> _Source extract_
Op-Ed

There Are Good Nigerians Everywhere

There Are Good Nigerians Everywhere
  • PublishedOctober 16, 2017

FOR the purpose of this admonishment, I would like to refer to them as the Nigerian musketeers. And if you have watched The Man in the Iron Mask, a 1998 American action drama film directed, produced and written by Randall Wallace, and starring Leonardo DiCaprio in a dual role as the title character and villain, Jeremy Irons as Aramis, John Malkovich as Athos, Gerard Depardieu as Porthos, and Gabriel Byrne as D’Artagnan, you would get my point and drift. The film centers on the aging four musketeers, Athos, Porthos, Aramis, and D’Artagnan, during the reign of King Louis XIV and attempts to explain the mystery of the Man in the Iron Mask, using a plot more closely related to the flamboyant 1929 version starring Douglas Fairbanks, The Iron Mask, and the 1939 version directed by James Whale, than to the original Dumas book.

Well, my Nigerian musketeers were a group of young men that I met a few kilometres to Keffi the bubbling city that heralds you into Abuja. The name of the community where this is set is called Sabon Gida. My companion and friend Ruby drove towards Keffi, when the now obviously painful and unendurable call of nature bladder had to be dealt with. It was already late for this kind of trip by Nigerian standards but we are soldiered on uneventfully so far. As Ruby dealt with nature, I reflected on the surroundings, the vast land and greenery, pitch darkness, except for the lights provided by cars speeding in opposite directions. It made me recall the old wooden bridge on my grandfather’s ranch; it crossed a large irrigation canal the size of a good stream, which flowed constantly with milky water the colour of well-creamed coffee. Cottonwoods grew in the rich loamy soil along the canal, and their huge boughs covered it in shade all summer long.

> _Problem requirements_
List every actor the op-ed names as starring in the 1998 film The Man in the Iron Mask. The source records that follow have no connection to the op-ed.

(Source records)
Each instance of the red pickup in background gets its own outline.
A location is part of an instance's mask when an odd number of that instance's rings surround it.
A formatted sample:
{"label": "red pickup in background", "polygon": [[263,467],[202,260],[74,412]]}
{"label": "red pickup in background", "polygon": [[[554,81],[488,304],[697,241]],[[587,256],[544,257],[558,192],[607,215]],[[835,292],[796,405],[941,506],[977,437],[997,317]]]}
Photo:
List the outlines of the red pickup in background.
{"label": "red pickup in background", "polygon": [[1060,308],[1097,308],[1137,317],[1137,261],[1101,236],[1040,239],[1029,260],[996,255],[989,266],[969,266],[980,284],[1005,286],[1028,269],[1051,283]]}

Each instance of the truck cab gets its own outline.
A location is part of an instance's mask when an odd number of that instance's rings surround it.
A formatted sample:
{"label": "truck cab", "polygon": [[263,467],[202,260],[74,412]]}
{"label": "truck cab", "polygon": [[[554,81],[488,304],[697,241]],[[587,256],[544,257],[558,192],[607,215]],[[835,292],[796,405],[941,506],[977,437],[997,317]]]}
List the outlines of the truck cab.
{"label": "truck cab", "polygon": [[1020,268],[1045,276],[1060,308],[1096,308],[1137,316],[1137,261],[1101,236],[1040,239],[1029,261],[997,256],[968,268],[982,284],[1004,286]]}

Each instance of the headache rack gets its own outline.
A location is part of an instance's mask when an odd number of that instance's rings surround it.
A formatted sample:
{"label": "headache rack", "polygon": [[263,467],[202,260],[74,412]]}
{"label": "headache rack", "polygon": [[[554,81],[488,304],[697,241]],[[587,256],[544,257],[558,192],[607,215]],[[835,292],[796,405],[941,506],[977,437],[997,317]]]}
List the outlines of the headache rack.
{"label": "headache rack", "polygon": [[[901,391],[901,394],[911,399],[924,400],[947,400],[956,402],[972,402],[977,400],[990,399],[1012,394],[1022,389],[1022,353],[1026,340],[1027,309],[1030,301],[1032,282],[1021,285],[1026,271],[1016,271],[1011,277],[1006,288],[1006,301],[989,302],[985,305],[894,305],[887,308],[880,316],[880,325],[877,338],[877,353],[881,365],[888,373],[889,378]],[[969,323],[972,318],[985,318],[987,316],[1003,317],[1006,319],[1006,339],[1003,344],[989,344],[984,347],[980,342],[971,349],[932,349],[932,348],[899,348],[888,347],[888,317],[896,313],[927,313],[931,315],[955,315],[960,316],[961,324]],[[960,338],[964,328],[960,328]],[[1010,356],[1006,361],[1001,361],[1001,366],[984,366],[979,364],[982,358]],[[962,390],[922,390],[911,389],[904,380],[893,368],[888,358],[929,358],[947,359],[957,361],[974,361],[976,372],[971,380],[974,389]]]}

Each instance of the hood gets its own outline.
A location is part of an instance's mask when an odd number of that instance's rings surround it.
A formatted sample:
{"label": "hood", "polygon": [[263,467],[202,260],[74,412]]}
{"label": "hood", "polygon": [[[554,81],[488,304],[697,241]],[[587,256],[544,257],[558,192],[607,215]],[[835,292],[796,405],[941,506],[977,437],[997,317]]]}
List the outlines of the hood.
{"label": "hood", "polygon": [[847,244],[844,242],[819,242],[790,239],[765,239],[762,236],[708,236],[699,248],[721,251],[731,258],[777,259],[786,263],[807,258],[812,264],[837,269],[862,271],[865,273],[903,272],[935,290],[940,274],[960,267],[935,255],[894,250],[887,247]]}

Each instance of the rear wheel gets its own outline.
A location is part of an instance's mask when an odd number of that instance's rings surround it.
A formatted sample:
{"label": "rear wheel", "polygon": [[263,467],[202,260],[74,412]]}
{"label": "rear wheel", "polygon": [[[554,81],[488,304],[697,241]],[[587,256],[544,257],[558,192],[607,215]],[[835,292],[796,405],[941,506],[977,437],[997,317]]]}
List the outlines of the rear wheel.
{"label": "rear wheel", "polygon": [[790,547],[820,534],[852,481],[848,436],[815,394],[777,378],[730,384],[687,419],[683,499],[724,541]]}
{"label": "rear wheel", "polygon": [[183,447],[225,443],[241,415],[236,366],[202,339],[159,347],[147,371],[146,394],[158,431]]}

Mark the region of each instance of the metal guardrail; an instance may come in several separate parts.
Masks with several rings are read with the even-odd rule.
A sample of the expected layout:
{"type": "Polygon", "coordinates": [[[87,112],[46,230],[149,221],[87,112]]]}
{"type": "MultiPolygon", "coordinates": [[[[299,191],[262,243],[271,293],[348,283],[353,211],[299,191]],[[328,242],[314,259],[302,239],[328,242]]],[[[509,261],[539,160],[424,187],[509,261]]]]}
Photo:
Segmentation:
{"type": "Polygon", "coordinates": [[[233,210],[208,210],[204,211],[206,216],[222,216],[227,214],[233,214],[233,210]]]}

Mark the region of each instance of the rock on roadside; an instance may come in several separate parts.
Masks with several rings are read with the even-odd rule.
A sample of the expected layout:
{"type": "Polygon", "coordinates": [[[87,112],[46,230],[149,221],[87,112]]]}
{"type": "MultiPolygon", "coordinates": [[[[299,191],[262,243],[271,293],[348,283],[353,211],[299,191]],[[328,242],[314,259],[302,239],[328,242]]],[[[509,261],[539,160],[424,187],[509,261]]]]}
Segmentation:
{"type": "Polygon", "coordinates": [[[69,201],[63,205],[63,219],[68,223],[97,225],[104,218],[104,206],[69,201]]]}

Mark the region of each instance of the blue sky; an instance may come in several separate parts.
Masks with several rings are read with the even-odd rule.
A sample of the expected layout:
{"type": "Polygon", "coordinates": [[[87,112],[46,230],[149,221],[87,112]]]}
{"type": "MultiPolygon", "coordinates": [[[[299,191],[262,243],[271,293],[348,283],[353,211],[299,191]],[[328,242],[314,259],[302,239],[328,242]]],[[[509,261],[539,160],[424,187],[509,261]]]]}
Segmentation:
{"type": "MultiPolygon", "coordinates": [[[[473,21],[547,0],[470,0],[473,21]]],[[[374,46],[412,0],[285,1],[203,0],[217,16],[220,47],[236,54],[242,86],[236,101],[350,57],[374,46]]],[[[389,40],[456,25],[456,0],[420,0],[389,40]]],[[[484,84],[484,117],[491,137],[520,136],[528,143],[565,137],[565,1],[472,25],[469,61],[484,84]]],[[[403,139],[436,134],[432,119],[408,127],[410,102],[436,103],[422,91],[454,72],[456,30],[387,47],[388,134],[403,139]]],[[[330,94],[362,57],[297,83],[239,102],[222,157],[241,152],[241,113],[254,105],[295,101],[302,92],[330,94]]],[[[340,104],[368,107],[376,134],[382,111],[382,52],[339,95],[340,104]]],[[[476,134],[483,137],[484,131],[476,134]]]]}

> _Task result_
Leonardo DiCaprio, Jeremy Irons, John Malkovich, Gerard Depardieu, Gabriel Byrne